The hit and run occurred after Maguire’s name came to light Thursday during a US Commodities Futures Trading Commission hearing on limiting gold and silver positions held by large market participants in order to prevent manipulation.
During the hearing, Maguire was identified as having sent e-mails to Bart Chilton, a CFTC commissioner, and Eliud Ramirez, head of the commission’s enforcement division, alleging that JPMorgan had used its massive metals positions to manipulate the commodities markets.
There is talk as recent as today that suggest the Justice Department is looking into this claim and JP Morgan specifically. The Financial Panner will report more on this as more information becomes available.
There are many different outcomes that can happen in the years to come. Regardless of the outcome, one thing is guaranteed – paper money, its creation by central banks, its value as a long term store of purchasing power, and the system as a whole will be questioned. Mainstream articles are already hinting at this:
Gold certainly has the strength and incentive to do what’s expected. Futures prices for the metal have gained around 5% in a month, and they’ve been making a gradual climb since early February toward the record front-month price of more than $1,226 an ounce seen in early December 2009.
“It’s obvious from recent events that gold has hit the big time, and is now considered equal, if not superior, to these and other major currencies,” Lundin said.
It’s “regained global recognition as a currency,” he said. And “given the problems facing Greece, Portugal and Spain, and the entire European Union, gold may have even supplanted the euro in trustworthiness.”
And with the euro losing its reputation, “gold is in the process of decoupling from currencies in general in fits and starts,” said Julian Phillips, an editor at GoldForecaster.com.

*WRITTEN INSTRUCTION A*: Identify each line of the rows below that contains the string "hand" and copy those lines.

*SUPPLIED RECORDS*:
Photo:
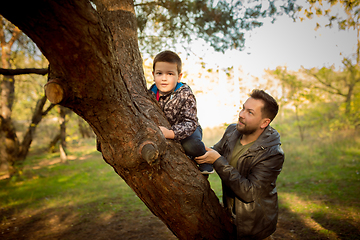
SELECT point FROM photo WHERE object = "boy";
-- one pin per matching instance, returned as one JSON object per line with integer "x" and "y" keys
{"x": 179, "y": 105}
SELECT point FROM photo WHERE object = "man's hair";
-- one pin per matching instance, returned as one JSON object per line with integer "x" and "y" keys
{"x": 270, "y": 108}
{"x": 170, "y": 57}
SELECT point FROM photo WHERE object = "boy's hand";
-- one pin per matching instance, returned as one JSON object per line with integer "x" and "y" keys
{"x": 169, "y": 134}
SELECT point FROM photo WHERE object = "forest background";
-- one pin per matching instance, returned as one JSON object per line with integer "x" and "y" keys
{"x": 319, "y": 113}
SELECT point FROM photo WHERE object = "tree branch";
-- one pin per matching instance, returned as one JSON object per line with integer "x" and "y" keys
{"x": 22, "y": 71}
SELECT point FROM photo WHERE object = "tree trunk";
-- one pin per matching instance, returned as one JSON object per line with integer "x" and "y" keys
{"x": 84, "y": 129}
{"x": 96, "y": 70}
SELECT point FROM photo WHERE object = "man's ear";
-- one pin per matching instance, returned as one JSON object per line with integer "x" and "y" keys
{"x": 265, "y": 123}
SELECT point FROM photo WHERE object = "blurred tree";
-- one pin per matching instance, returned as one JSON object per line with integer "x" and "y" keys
{"x": 96, "y": 71}
{"x": 294, "y": 93}
{"x": 164, "y": 23}
{"x": 346, "y": 14}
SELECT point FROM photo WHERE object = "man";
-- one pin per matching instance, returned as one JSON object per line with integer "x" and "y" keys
{"x": 248, "y": 160}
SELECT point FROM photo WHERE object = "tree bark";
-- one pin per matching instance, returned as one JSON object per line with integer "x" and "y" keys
{"x": 96, "y": 60}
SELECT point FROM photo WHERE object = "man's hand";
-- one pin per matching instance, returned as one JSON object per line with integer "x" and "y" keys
{"x": 209, "y": 157}
{"x": 169, "y": 134}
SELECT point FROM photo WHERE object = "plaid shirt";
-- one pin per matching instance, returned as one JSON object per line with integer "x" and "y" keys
{"x": 180, "y": 110}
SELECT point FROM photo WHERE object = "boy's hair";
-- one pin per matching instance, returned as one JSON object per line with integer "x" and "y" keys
{"x": 270, "y": 108}
{"x": 170, "y": 57}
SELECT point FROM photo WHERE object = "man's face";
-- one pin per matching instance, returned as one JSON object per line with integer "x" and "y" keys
{"x": 166, "y": 77}
{"x": 250, "y": 117}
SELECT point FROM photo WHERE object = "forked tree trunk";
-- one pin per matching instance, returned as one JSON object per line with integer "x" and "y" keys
{"x": 96, "y": 70}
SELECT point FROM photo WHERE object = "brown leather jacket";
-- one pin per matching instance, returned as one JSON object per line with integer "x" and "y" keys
{"x": 249, "y": 191}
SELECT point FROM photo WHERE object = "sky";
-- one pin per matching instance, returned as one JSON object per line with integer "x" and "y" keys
{"x": 284, "y": 43}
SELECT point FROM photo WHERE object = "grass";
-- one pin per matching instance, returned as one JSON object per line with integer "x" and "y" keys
{"x": 318, "y": 191}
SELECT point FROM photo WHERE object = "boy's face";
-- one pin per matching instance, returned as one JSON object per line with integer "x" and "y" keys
{"x": 166, "y": 77}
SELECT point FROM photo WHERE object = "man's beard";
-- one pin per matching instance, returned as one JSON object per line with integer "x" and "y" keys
{"x": 245, "y": 130}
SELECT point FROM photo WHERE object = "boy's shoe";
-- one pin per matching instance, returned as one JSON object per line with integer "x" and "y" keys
{"x": 206, "y": 168}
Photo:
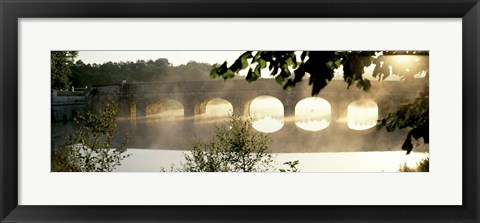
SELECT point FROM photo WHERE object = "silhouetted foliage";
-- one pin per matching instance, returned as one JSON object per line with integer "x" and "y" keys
{"x": 139, "y": 71}
{"x": 320, "y": 65}
{"x": 292, "y": 166}
{"x": 89, "y": 148}
{"x": 233, "y": 147}
{"x": 61, "y": 63}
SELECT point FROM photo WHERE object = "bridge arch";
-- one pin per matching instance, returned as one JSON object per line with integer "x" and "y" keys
{"x": 165, "y": 108}
{"x": 362, "y": 114}
{"x": 313, "y": 114}
{"x": 267, "y": 112}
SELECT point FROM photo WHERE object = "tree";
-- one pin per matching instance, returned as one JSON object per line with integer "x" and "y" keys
{"x": 89, "y": 147}
{"x": 422, "y": 166}
{"x": 320, "y": 66}
{"x": 233, "y": 147}
{"x": 61, "y": 63}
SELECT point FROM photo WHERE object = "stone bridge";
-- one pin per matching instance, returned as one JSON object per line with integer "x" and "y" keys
{"x": 136, "y": 98}
{"x": 137, "y": 101}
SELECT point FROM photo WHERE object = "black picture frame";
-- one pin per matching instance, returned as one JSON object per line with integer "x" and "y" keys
{"x": 11, "y": 11}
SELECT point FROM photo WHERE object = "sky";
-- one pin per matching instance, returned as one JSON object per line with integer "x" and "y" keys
{"x": 174, "y": 57}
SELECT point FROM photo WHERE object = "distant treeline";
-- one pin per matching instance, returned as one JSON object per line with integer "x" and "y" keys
{"x": 139, "y": 71}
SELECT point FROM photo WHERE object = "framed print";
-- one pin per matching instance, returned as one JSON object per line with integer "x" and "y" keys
{"x": 441, "y": 37}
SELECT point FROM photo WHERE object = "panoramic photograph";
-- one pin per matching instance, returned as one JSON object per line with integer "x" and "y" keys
{"x": 240, "y": 111}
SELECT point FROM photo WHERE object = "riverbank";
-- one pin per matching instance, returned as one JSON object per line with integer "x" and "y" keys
{"x": 148, "y": 160}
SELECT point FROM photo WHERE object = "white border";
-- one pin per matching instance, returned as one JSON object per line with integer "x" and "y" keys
{"x": 442, "y": 186}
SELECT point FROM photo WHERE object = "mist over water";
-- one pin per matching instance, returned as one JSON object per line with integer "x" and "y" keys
{"x": 311, "y": 129}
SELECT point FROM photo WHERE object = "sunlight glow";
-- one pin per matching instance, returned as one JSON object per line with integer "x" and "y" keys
{"x": 166, "y": 109}
{"x": 362, "y": 114}
{"x": 218, "y": 107}
{"x": 313, "y": 114}
{"x": 267, "y": 112}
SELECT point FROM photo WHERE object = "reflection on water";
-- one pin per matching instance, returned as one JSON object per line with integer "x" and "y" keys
{"x": 168, "y": 131}
{"x": 362, "y": 114}
{"x": 267, "y": 113}
{"x": 153, "y": 160}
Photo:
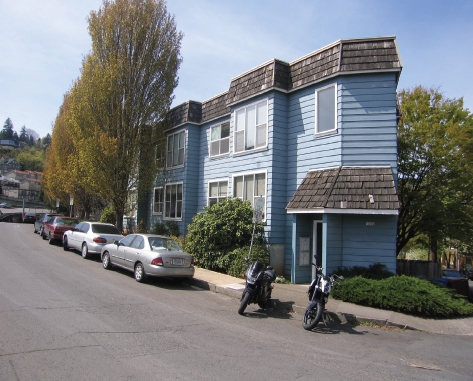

*WRITTEN INSTRUCTION B*: Reproduce the passage on gold markets word for word, starting with "The hit and" and going on through "the commodities markets.".

*CORRECT OUTPUT A*:
SELECT point FROM photo WHERE object = "boy's hand";
SELECT point FROM photo WHERE object = "man's hand";

*CORRECT OUTPUT B*:
The hit and run occurred after Maguire’s name came to light Thursday during a US Commodities Futures Trading Commission hearing on limiting gold and silver positions held by large market participants in order to prevent manipulation.
During the hearing, Maguire was identified as having sent e-mails to Bart Chilton, a CFTC commissioner, and Eliud Ramirez, head of the commission’s enforcement division, alleging that JPMorgan had used its massive metals positions to manipulate the commodities markets.